- _Material for this exercise_
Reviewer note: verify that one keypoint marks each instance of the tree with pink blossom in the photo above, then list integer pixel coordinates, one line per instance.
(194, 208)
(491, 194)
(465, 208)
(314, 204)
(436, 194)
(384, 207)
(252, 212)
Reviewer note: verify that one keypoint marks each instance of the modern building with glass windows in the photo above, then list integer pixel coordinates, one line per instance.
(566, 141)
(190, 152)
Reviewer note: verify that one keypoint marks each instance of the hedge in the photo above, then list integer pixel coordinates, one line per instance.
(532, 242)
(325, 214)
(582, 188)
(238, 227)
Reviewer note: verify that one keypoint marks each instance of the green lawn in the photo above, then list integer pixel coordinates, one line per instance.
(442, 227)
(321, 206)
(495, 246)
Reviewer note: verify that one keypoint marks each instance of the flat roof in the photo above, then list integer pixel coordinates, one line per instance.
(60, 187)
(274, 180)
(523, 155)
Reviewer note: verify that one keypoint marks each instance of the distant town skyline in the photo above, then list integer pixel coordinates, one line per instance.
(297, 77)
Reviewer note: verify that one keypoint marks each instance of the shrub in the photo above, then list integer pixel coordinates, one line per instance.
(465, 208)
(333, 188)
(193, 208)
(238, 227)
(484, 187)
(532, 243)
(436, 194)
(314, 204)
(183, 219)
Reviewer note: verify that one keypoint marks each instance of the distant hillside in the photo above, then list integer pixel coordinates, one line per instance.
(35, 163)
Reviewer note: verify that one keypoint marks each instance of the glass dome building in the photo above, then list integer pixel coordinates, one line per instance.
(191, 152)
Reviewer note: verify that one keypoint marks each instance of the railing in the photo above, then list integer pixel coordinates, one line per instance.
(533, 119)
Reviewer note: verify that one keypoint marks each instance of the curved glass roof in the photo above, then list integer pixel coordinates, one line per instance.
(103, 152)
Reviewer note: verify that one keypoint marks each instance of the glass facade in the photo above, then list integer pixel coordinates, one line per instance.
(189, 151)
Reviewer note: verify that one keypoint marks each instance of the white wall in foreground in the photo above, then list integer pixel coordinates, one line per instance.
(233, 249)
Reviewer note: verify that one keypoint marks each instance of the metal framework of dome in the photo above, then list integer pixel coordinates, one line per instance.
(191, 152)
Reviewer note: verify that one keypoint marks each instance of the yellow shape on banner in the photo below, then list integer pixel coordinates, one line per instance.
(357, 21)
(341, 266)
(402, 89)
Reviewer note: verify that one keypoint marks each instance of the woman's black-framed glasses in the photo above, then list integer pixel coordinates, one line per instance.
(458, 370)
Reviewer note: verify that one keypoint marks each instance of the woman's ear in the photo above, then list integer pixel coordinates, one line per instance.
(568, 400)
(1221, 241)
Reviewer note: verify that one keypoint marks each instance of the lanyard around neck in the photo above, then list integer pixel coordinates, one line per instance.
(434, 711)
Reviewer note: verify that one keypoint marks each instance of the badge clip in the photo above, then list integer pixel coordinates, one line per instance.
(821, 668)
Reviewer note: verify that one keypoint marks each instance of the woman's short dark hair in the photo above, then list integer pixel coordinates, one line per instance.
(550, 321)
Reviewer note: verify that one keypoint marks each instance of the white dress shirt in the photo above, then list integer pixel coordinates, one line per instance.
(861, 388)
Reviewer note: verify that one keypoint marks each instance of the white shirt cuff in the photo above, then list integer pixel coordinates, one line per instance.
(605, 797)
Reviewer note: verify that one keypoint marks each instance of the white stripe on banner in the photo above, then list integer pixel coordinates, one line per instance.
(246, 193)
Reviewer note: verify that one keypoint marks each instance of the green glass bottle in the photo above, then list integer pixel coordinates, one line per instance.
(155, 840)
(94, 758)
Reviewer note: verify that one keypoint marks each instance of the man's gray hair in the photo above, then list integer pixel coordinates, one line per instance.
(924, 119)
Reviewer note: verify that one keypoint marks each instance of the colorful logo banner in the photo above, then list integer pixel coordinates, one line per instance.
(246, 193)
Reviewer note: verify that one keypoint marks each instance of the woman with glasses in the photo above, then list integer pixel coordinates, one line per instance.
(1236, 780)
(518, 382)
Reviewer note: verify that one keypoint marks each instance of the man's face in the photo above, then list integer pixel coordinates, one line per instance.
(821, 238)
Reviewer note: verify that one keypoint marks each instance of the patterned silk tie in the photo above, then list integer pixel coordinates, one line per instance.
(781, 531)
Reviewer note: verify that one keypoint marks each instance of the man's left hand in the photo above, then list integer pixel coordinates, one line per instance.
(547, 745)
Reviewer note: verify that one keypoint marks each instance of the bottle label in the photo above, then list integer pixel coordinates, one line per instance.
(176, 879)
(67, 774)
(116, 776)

- _Exercise aim_
Exactly reproduce every record.

- _Task solution_
Reviewer note: verify that one keypoint marks each instance of the tree with pink blossom in the photo above, then list integer pixel coordinates, one line per instance.
(194, 208)
(491, 194)
(465, 208)
(314, 204)
(436, 194)
(384, 207)
(252, 212)
Reviewer note: verify that one keypoint marks each instance of the modern building with glass windows in the photo above, then list integer pixel coordinates, one line per instance.
(566, 141)
(190, 152)
Reviewer note: verify that one keypoint marks each instance of the hedge in the photo above, then list integer pixel coordinates, one line per instance.
(532, 242)
(325, 214)
(582, 188)
(238, 227)
Reviewer note: verify that one keypoint marks each instance of the green lawn in the photo above, then list integer pixel coordinates, one line per instance.
(442, 227)
(321, 206)
(495, 246)
Reviewer note: verify that one keypoint marks each instance of the flat roof in the photo above, then list integer pixel coordinates, one line per instance.
(60, 187)
(274, 180)
(523, 155)
Reviewer note: verify that one keypoint marks each instance of the distant town skyline in the photo above, then list integer pixel coordinates, one line per instance.
(297, 77)
Reviewer note: verify that one keypoint marks each instance of the shrub in the photo above, then list integer pixel coordinates, one line per instance.
(465, 208)
(333, 188)
(193, 208)
(238, 227)
(484, 187)
(532, 243)
(436, 194)
(314, 204)
(183, 219)
Reviewer note: verify that one keypoint marks each instance of the distant hillside in the photo above, then list integer pixel coordinates, one line per instance.
(35, 163)
Reviewer note: verify that one keypoint marks each instance of the glass dome building in the photo above, then list integer pixel coordinates, one line per instance.
(191, 152)
Reviewer note: verify that one keypoint marks each instance of the railing in the photo above, then list integer pixel coordinates, one line per instance.
(533, 119)
Reviewer note: verify that one keypoint marks each instance of the curved glass roof in the photo above, then list integer pixel coordinates, one line per instance.
(103, 152)
Reviewer note: verify that one keypoint marks each instance of the glass facade in the photo above, then list integer pixel coordinates, one line per instance.
(189, 151)
Reviewer note: verify that one keypoint marks each instance of the white wall in foreground in the photo above, then list integer pixel coordinates, one line per instance.
(233, 249)
Reviewer note: verify that one keypoint marks each instance of the metal framework of dome in the photo above, then list integer pixel coordinates, one line per instance.
(191, 152)
Reviewer note: verify that one keypoint marks each instance of the yellow shape on banner in the photo below, then list integer pixel coordinates, one line per instance.
(357, 21)
(341, 266)
(402, 89)
Reviewer note: verify that one keypoint marks each instance of the woman's black-framed glasses in the photo above, then list integer pixel coordinates, one line per instance.
(458, 370)
Reviewer note: verify that one keypoint marks each instance of the woman's ear in the photo above, then list integer pixel coordinates, one line per instance.
(568, 400)
(1221, 241)
Reviewer note: verify that one keypoint marks each instance of the lanyard around neck in the photo above, then list integer pixel coordinates, one line per instance.
(434, 711)
Reviewer note: verify that one keypoint marks each instance of the badge clip in the photo above, then list integer pixel coordinates, one line per instance.
(821, 668)
Reviewer note: verify that one keypoint marks each instance of the woman's short dark hair in the photo above, then list integer pixel coordinates, one line per instance.
(550, 321)
Reviewer note: verify that one keypoint marks each instance of the white dress shirt in the photo above, then list integer pixel coordinates, one line per instance.
(861, 388)
Reviewer note: verify that one keypoint marks each instance of the white shirt cuff in the photo above, then list integer pixel coordinates, one line per instance.
(605, 797)
Reviewer note: verify that one keypoint marks each instance of the white stripe on banner in the photo above, then list integer pixel coordinates, one line per instance.
(246, 193)
Reviewer note: verify that one keypoint marks each instance of the green glass bottle in the photo above, then list integer pixel coordinates, one line per instance.
(155, 840)
(94, 758)
Reviewer note: verify that one keypoint marks each instance of the man's gray hair in the photo above, then list integer pixel coordinates, one line per instance.
(924, 119)
Reviewer note: verify that one keypoint marks each instance of the colorful logo banner in the photo above, then list integer pixel coordinates, one line per instance.
(246, 193)
Reviewer note: verify that one keypoint marks each instance of the woman with glasses in the photo above, then list integer pixel coordinates, one line per instance.
(1236, 780)
(518, 382)
Reviewer note: verify that one keypoint marks each instance of the man's face in the photo above, then list integer pixel coordinates, one line per instance.
(821, 238)
Reviewer note: verify that one keypoint marks each instance of the patterned silk tie in the photo above, then list integer pixel coordinates, one line per instance.
(781, 531)
Reviewer note: verify that one keypoint marks each instance of the man's left hand in the photo above, then list integer pixel coordinates, one line per instance.
(547, 745)
Reviewer note: verify that one keypoint marks each instance of the bottle label in the photo above, then list integer pixel coordinates, one line per instance.
(176, 879)
(67, 774)
(116, 776)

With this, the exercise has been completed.